Source document |
Prevention is definitely better than cure. Here are a few ideas to help you prevent an infection in the first place:

  • Wipe front to back! Hopefully, your parents taught you this as a child, but just in case, after every trip to the toilet, you should wipe from your front to your back. This prevents bacteria from getting to your urethra.
  • If possible, consider showering (cleaning your genitals) before and after sex.
  • Make sure you are well lubricated for sex (dryness downstairs is one of the reasons UTI risk can increase with menopause).
  • Urinate after sex. This helps flush bacteria out and away from your urethra.
  • Are you using contraception? Certain oral contraceptive pills can make you more susceptible to infections. So can a poorly-fitted diaphragm.
  • Wear cotton underwear and consider wearing nothing underneath when at home. It’s good to let the air circulate down there. If you have a private yard or balcony or if you like nudist beaches, fresh air and sunshine are even better. My old university lecturer swore by sunshine therapy as a treatment for a UTI or even candida.
  • Avoid wearing stockings/tights or living in activewear (they block airflow!).
  • Avoid very tight clothes such as jeans.
  • Empty your bladder frequently and completely.
  • Have showers instead of baths and look at your soap or body wash. It’s best to use a natural product like goat’s milk soap without fragrances or chemicals.
  • Check that all your female hygiene products (if you still use them) are organic. Cotton is one of the most heavily sprayed crops. You don’t want to be putting pesticides directly on your genitals. If you are using incontinence products consider buying organic machine washable pads, e.g., organic continence pads, disposable organic pads, or reusable underwear.

Diet for prevention and treatment:

  • Processed carbohydrates (bread, pasta, cereal, cakes) and sugars feed infection, so avoid like the plague.
  • Protein (meat, eggs, tofu, nuts, seeds, fish, chicken) builds immune cells and fights infections, so eat a protein source in every meal.
  • Good fats (avocado, eggs, coconut, olive, seafood) helps reduce inflammation and pain.
  • Cranberry juice but only the sugar-free variety found in a health food store, not in a supermarket. This prevents bacteria from sticking to the bladder wall. Bacteria need somewhere to attach, to be able to divide and replicate. Therefore, the juice flushes it out and the infection is over. Cranberry contains the active ingredients of proanthocyanidins and D-mannose. D-mannose is also found in blueberries, apples, peaches, and oranges.  Other foods that contain proanthocyanidins include blueberries, bilberries, strawberries, and grapes.
  • Probiotic-containing foods such as fermented food help prevent infections by increasing the good bacteria available.
  • Water! This may seem like a catch-22, as the last thing you want to do is urinate again due to the burning sensation. However, you need to drink heaps of water to flush out the infection.
  • Eats lots of immune-boosting foods such as garlic.
  • Increase alkaline foods, e.g., fruits, salads, and vegetables. The more acidic your body is, the more prone to infection it is.

Additional supplements to consider for an infection:

  • High-dose cranberry tablets or straight D-mannose products.
  • High-dose immune-enhancing, urinary specific probiotics.
  • Herbal medicine combination that includes a combination of urinary tonics, antiseptics, anti-inflammatories and diuretics (such as alfalfa, bearberry, celery seeds, dandelion, chamomile, chickweed, cornsilk, couch grass, echinacea, goldenrod, horse-chestnut, juniper, marshmallow, parsley, slippery elm, thyme, yarrow).
  • Magnesium, if you are experiencing lots of cramping pain.
  • Antioxidants and immune enhancers like zinc and vitamin C.

Provided data |
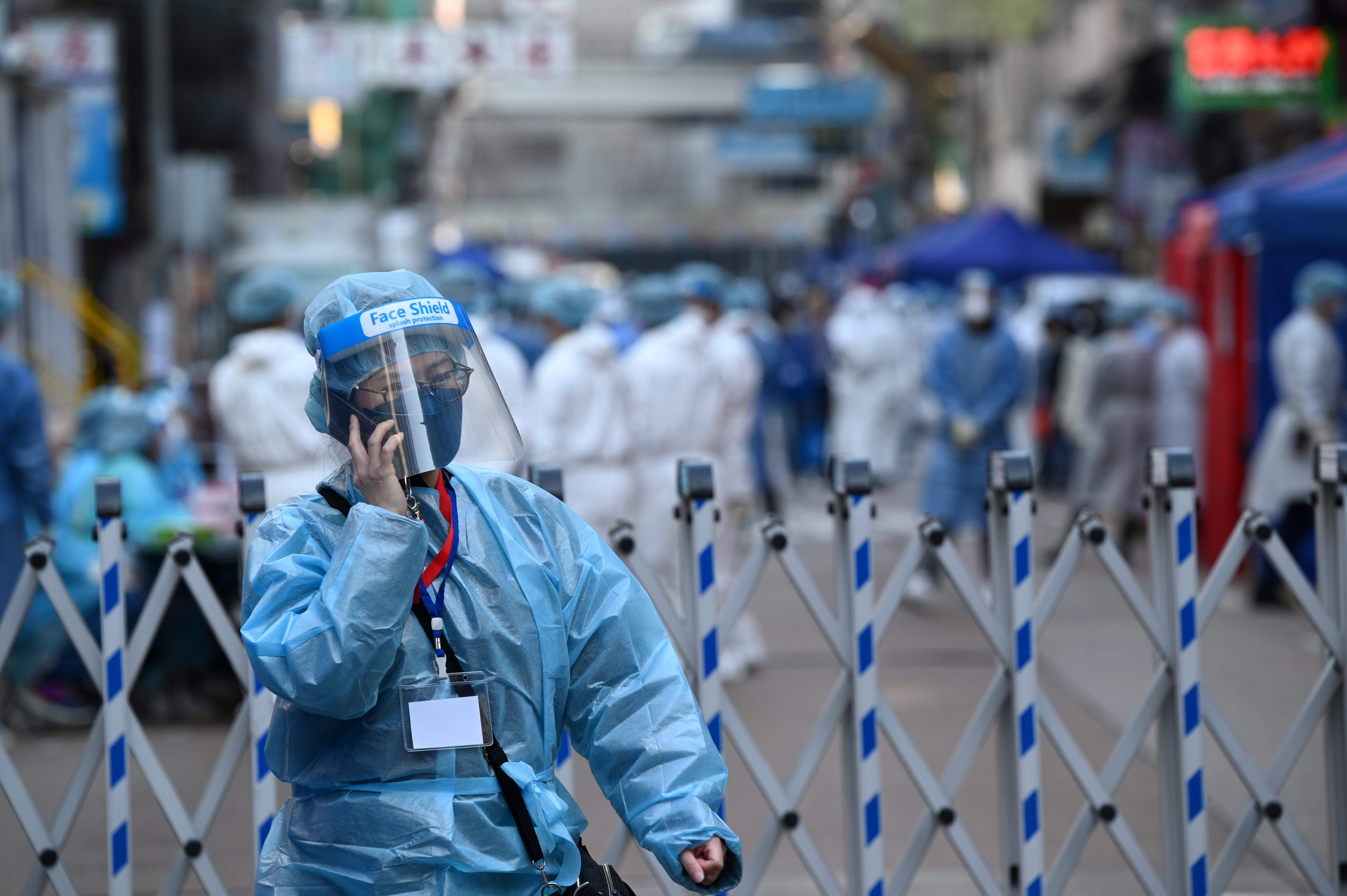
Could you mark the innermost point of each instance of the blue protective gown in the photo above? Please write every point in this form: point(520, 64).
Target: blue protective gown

Task description |
Reproduce word for word the part of the urinary infection prevention text above, starting with "Additional supplements to" and going on through "elm, thyme, yarrow).".

Exercise solution |
Additional supplements to consider for an infection:

  • High-dose cranberry tablets or straight D-mannose products.
  • High-dose immune-enhancing, urinary specific probiotics.
  • Herbal medicine combination that includes a combination of urinary tonics, antiseptics, anti-inflammatories and diuretics (such as alfalfa, bearberry, celery seeds, dandelion, chamomile, chickweed, cornsilk, couch grass, echinacea, goldenrod, horse-chestnut, juniper, marshmallow, parsley, slippery elm, thyme, yarrow).